Please reproduce the item lines between the line holding "TARGET = dark shoe" and the line holding "the blue plastic clip", inclusive, renaming "trellis wire" to "support wire" and keeping everything else unchanged. Return only those lines.
* begin Supplied data *
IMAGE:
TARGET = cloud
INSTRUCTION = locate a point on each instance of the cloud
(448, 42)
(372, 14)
* end Supplied data *
* begin Supplied data *
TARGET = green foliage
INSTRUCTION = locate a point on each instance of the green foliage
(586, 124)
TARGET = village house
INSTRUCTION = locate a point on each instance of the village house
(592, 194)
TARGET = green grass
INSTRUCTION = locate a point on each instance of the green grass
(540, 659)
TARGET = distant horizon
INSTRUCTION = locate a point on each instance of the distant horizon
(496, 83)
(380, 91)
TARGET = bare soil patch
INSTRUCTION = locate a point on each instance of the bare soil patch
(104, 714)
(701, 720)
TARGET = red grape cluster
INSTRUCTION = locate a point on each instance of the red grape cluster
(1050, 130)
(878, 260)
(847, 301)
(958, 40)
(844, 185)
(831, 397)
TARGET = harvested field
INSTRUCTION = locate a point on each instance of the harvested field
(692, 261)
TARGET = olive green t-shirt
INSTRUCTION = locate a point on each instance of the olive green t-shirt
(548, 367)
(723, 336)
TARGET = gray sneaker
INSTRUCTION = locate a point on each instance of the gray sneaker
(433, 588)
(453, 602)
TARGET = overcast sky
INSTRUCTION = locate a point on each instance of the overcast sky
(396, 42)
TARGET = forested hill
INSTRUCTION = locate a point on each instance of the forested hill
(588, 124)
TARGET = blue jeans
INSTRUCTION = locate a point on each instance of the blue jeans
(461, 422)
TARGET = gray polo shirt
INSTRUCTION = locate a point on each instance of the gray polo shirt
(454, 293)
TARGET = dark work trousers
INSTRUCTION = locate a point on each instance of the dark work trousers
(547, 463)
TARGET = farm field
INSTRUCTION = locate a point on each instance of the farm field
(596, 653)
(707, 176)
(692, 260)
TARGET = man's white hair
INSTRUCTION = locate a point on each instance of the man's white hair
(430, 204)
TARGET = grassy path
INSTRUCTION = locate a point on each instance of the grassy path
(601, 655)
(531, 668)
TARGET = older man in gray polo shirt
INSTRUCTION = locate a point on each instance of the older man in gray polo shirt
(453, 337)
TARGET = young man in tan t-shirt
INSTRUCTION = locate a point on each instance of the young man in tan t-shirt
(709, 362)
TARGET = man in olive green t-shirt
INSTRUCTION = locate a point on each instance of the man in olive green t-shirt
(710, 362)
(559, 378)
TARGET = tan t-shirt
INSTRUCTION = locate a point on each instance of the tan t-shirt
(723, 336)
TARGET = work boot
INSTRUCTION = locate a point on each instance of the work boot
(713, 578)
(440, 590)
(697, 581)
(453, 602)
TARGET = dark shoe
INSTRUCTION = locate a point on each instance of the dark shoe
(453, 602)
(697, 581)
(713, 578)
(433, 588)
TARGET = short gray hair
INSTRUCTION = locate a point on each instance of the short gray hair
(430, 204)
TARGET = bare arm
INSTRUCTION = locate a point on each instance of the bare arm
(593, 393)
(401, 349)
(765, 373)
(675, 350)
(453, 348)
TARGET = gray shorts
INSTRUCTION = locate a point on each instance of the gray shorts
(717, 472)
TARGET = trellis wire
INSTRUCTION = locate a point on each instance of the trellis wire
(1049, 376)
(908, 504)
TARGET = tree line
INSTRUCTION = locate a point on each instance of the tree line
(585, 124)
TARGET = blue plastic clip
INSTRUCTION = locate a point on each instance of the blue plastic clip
* end Supplied data *
* begin Supplied data *
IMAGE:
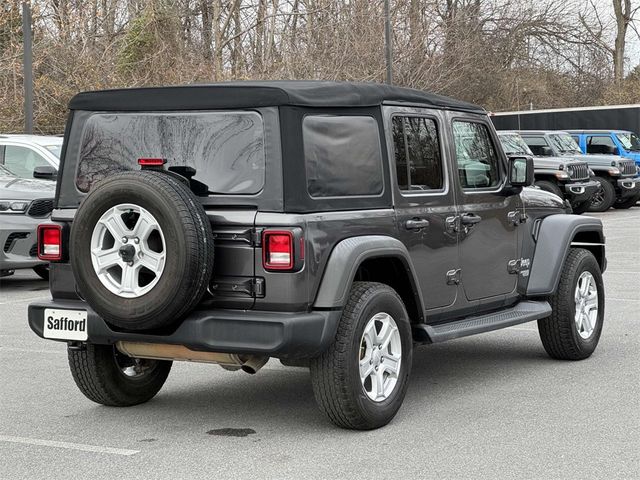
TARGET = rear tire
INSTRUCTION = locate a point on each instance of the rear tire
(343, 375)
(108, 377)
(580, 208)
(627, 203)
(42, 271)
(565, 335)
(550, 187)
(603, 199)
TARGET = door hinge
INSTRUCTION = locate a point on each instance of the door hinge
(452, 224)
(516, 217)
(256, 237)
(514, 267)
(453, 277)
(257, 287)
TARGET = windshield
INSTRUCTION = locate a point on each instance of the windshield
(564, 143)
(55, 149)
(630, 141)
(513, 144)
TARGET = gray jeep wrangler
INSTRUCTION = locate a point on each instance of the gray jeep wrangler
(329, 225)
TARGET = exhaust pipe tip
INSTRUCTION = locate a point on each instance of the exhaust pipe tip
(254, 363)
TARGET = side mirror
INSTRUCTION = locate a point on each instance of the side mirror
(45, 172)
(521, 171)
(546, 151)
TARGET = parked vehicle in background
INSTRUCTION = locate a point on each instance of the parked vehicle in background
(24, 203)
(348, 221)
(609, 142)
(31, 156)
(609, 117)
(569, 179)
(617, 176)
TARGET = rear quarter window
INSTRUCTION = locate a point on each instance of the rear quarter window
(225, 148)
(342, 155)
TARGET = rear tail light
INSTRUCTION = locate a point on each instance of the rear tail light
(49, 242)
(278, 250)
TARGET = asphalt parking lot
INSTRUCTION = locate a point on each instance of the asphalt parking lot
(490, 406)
* end Supplied data *
__Completed task__.
TARGET = dark shoe
INSTRUCTION = locate a point on each instance of the dark shoe
(453, 602)
(697, 581)
(713, 578)
(433, 588)
TARGET = short gray hair
INSTRUCTION = locate a point on each instance of the short gray hair
(430, 204)
TARGET = bare arm
INSTRUCTION = locate a point on each instance of the bare arm
(593, 393)
(401, 349)
(765, 373)
(675, 350)
(453, 348)
TARGET = gray shorts
INSTRUCTION = locate a point on each instance of the gray shorts
(717, 472)
TARGET = support wire
INSTRUCTION = locate a point on each instance of the support wire
(1049, 376)
(908, 504)
TARGET = tree line
INSTRUCTION = locate a point on each instance of the tree line
(585, 124)
TARGET = blue plastic clip
INSTRUCTION = locate a point on each instance of the blue plastic clip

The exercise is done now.